** BEGIN SUPPLIED PASSAGE **

Skurnik Wines & Spirits is a wine and spirits importer and distributor in the United States based in New York City. It represents over 300 brands.

History
Skurnik Wines & Spirits was founded in 1987 by Michael Skurnik, who started in the industry at Windows on the World restaurant under sommelier Kevin Zraly. Then, he worked in wine sales for Establishment Import Company (now defunct) and Mommessin.

Michael's brother, Harmon Skurnik, joined the company in 1989 after a 10-year career in marketing and advertising with stints at BBDO, Needham, Harper & Steers, and Market Facts.

The brothers jointly run Skurnik Wines, with Michael as chief executive officer and Harmon as president.

Skurnik moved its main offices from Syosset, New York, to Manhattan in the summer of 2014 and changed its name from Michael Skurnik Wines to Skurnik Wines to better reflect the entire family's involvement in the company.

** END SUPPLIED PASSAGE **
** BEGIN RECORD LIST **

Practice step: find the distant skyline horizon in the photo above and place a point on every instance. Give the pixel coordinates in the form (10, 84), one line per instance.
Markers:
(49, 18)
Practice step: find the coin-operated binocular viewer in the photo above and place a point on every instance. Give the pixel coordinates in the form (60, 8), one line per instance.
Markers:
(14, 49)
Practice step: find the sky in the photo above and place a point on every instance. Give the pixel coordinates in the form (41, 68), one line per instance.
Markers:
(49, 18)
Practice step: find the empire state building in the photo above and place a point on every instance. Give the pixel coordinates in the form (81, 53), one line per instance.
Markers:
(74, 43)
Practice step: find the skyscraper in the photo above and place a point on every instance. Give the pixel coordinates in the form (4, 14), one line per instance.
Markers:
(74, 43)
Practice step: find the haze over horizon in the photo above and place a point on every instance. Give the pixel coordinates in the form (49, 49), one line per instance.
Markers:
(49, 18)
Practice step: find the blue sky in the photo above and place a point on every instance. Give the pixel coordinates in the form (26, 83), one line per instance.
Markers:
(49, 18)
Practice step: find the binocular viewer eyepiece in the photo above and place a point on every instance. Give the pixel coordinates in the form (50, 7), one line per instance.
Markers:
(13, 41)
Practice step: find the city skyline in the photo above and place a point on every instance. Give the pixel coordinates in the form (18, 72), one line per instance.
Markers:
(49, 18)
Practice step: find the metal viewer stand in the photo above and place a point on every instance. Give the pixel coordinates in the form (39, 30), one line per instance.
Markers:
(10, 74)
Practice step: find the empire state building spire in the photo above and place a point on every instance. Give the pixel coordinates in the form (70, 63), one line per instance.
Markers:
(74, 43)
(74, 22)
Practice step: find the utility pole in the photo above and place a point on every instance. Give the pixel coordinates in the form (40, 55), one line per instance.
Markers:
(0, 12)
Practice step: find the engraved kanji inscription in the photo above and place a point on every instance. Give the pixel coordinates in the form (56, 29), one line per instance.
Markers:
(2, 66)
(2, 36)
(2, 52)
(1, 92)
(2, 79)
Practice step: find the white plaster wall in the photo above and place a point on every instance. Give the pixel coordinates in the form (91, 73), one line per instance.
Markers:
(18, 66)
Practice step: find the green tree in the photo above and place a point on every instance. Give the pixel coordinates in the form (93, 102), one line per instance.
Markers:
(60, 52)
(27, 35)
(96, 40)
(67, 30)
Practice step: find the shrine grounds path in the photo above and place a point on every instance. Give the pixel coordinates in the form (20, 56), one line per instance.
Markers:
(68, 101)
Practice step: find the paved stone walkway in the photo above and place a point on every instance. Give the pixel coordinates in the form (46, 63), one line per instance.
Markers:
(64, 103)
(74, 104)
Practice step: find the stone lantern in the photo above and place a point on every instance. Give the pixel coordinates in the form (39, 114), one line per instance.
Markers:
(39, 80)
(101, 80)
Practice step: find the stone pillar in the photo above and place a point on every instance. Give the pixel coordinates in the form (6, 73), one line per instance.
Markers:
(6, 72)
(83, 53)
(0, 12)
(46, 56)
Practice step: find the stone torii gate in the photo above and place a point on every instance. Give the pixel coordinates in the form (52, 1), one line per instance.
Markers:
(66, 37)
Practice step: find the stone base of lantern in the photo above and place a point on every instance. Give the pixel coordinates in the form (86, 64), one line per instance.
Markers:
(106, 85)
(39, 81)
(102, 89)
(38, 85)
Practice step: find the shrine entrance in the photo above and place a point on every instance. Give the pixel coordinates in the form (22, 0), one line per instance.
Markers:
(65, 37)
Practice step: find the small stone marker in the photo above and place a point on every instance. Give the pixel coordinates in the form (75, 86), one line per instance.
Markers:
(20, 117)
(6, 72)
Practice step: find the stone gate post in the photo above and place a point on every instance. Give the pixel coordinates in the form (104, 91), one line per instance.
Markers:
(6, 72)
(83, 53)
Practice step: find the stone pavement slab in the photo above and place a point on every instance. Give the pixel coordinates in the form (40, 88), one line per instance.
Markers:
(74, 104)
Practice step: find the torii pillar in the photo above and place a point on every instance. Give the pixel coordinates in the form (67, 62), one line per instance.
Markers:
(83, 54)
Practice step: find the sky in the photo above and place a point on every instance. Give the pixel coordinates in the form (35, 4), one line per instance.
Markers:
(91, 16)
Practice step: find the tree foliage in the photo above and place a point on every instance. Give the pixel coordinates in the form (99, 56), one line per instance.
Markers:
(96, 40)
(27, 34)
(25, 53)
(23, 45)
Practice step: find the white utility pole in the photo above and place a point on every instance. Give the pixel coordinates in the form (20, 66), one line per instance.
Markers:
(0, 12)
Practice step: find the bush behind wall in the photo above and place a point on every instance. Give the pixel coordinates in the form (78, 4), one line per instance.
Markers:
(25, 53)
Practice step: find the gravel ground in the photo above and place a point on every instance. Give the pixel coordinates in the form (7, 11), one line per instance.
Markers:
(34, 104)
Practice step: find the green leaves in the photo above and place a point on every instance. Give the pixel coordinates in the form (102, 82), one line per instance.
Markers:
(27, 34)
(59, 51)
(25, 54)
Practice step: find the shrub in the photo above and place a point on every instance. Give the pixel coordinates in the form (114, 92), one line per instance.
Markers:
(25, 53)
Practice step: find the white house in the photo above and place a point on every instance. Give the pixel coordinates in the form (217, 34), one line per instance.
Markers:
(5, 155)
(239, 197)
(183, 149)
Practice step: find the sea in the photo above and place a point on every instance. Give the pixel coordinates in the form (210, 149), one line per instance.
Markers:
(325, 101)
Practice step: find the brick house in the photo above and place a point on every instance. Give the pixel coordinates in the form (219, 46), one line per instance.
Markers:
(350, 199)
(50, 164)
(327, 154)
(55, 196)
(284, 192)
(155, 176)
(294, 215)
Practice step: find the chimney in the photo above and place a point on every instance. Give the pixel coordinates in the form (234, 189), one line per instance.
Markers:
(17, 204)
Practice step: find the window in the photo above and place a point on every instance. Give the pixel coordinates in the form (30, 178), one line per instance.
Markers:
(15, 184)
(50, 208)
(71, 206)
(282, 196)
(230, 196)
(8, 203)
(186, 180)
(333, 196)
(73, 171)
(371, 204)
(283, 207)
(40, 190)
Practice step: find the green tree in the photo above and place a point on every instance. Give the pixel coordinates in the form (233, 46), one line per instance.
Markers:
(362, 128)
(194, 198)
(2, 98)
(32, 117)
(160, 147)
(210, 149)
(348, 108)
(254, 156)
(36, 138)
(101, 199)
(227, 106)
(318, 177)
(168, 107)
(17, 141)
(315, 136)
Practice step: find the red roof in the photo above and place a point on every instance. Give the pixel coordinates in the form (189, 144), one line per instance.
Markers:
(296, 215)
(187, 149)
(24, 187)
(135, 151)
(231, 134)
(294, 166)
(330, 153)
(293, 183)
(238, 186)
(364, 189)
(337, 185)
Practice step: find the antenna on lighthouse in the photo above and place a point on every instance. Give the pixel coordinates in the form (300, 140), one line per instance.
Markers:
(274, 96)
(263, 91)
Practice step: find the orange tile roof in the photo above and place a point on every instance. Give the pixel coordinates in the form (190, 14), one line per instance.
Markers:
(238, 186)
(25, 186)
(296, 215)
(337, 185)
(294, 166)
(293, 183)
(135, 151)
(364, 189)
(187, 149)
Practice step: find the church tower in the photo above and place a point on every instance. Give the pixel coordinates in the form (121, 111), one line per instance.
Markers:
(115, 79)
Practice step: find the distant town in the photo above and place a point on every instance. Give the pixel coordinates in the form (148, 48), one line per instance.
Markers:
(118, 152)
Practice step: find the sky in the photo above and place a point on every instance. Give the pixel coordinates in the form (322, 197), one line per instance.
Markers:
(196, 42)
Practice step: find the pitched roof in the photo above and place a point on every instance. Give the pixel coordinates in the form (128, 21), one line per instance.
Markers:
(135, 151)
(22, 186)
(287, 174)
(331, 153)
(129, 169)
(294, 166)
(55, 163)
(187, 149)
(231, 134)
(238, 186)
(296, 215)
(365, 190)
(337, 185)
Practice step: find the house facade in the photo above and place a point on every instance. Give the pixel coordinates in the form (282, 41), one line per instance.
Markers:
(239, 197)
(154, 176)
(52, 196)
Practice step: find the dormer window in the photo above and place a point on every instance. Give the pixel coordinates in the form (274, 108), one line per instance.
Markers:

** END RECORD LIST **

# THE TASK
Decide whether each statement below agrees with the passage on Skurnik Wines & Spirits, answering yes or no and quoting the deciding words from the passage. 1. Harmon Skurnik joined the company in 1989. 2. Michael Skurnik serves as the company's president. 3. The company moved its main offices from Manhattan to Syosset.

# SOLUTION FOR THIS PROBLEM
1. Yes: "Michael's brother, Harmon Skurnik, joined the company in 1989"
2. No: "with Michael as chief executive officer and Harmon as president"
3. No: "Skurnik moved its main offices from Syosset, New York, to Manhattan in the summer of 2014"